Exercise requirements: Pull out each line in the rows below that contains the string "negative", and copy those lines unchanged.

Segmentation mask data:
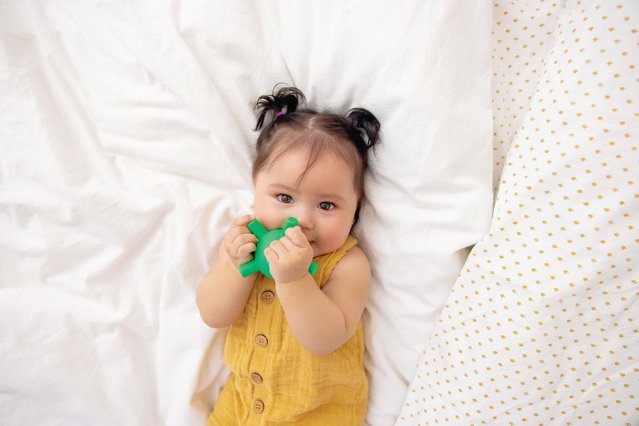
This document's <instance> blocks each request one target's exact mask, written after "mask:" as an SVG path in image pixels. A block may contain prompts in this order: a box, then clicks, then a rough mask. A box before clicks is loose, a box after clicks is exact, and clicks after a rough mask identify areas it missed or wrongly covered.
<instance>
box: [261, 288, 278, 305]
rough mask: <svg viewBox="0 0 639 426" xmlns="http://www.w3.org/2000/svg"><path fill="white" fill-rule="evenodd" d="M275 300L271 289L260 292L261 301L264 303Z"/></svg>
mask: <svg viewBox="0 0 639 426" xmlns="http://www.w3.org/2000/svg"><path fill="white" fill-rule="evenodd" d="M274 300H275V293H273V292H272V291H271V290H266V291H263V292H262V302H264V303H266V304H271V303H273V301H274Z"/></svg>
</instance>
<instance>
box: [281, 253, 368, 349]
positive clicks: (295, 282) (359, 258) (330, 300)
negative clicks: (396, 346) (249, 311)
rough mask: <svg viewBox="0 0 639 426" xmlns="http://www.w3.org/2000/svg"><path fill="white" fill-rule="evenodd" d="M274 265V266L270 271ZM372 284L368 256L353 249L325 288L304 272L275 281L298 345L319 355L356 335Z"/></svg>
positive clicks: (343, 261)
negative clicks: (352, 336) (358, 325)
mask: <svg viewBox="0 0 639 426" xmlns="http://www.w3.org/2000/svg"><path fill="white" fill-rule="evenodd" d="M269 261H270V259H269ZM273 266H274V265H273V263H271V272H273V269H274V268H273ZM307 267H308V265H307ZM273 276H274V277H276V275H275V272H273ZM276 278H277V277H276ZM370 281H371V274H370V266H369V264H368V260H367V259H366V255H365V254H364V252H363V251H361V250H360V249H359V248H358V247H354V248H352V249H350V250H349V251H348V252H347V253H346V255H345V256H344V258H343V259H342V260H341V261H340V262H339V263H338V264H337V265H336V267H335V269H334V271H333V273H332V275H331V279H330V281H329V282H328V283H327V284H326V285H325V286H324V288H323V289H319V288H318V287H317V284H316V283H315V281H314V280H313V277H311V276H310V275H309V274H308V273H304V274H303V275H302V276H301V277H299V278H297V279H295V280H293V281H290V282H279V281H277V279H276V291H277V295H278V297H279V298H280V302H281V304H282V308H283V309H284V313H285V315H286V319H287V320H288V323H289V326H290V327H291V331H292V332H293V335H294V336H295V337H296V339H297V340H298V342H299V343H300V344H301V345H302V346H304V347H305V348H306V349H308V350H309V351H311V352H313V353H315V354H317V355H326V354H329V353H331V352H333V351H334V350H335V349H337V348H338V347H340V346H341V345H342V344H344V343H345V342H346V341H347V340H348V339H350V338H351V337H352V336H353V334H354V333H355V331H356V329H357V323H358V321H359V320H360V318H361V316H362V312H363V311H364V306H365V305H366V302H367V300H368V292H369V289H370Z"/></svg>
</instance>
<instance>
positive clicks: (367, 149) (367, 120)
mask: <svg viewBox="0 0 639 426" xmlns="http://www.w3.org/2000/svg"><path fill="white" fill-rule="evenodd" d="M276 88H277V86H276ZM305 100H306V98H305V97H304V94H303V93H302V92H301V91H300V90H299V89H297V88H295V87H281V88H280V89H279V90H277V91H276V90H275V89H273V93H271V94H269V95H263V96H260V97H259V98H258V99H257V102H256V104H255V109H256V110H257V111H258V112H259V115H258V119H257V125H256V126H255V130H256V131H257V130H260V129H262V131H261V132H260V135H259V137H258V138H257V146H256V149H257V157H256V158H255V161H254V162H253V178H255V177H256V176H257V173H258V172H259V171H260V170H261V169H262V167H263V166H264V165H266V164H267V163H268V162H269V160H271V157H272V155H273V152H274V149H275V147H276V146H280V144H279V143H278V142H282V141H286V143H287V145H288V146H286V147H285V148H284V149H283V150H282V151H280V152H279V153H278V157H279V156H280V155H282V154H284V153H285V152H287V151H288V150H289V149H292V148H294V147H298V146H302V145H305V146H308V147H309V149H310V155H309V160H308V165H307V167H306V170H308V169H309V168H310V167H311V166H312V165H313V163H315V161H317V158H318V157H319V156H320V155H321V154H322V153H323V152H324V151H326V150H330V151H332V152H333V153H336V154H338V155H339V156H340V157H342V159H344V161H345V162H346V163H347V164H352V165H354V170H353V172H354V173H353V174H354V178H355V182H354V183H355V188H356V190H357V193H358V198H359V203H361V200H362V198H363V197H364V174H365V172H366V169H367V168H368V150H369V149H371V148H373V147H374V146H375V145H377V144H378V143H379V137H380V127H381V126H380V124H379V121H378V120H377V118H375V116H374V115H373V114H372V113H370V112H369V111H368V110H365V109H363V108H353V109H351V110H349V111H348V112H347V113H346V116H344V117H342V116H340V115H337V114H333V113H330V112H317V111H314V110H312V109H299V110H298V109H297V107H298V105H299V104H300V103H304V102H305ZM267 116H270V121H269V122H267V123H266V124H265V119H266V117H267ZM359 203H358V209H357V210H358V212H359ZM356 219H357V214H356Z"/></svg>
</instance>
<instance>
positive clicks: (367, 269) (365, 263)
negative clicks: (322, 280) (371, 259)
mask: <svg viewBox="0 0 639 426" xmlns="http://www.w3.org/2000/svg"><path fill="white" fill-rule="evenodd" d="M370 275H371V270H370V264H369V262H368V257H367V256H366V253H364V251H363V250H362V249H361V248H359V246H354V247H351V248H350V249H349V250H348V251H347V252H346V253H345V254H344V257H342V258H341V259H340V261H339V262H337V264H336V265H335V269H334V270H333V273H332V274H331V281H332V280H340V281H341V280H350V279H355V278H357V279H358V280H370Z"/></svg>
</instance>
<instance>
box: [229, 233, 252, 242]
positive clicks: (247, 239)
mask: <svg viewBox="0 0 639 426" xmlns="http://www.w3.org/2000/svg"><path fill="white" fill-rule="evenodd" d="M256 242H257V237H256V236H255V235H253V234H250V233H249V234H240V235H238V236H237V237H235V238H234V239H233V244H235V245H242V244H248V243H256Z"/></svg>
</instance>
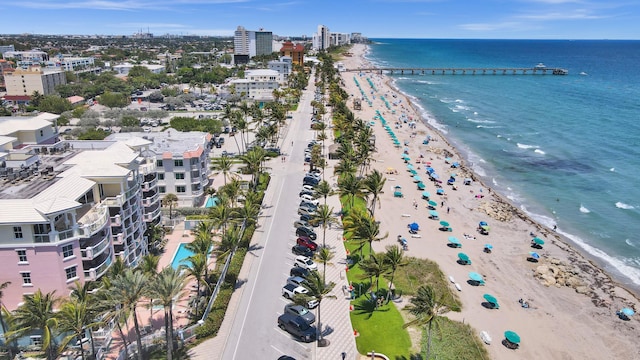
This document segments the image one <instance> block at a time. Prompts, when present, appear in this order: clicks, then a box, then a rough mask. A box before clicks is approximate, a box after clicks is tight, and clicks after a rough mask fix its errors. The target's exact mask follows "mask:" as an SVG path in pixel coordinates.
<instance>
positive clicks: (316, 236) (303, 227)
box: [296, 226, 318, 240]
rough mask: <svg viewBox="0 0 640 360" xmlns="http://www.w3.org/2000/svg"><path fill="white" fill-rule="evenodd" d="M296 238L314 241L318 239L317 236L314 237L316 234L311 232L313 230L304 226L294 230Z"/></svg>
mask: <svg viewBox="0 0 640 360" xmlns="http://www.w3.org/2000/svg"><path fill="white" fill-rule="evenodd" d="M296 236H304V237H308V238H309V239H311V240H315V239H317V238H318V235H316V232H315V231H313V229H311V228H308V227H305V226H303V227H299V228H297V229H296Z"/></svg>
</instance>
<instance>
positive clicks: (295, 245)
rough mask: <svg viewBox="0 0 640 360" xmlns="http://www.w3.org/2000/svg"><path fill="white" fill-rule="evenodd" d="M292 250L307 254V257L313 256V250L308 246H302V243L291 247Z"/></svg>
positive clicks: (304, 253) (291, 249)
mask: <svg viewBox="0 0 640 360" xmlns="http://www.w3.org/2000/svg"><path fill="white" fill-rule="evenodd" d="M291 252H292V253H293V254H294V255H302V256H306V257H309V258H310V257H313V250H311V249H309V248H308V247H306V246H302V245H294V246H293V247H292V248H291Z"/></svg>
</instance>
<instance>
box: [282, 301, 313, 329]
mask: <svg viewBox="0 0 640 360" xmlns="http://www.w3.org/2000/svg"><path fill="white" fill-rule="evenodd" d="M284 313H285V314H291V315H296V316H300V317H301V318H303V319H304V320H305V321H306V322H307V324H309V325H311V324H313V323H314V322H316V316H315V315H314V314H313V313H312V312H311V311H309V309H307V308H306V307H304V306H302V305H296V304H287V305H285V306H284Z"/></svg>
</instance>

The completed task:
negative clicks: (396, 346) (249, 311)
negative clicks: (352, 336) (358, 325)
negative clicks: (322, 280) (371, 259)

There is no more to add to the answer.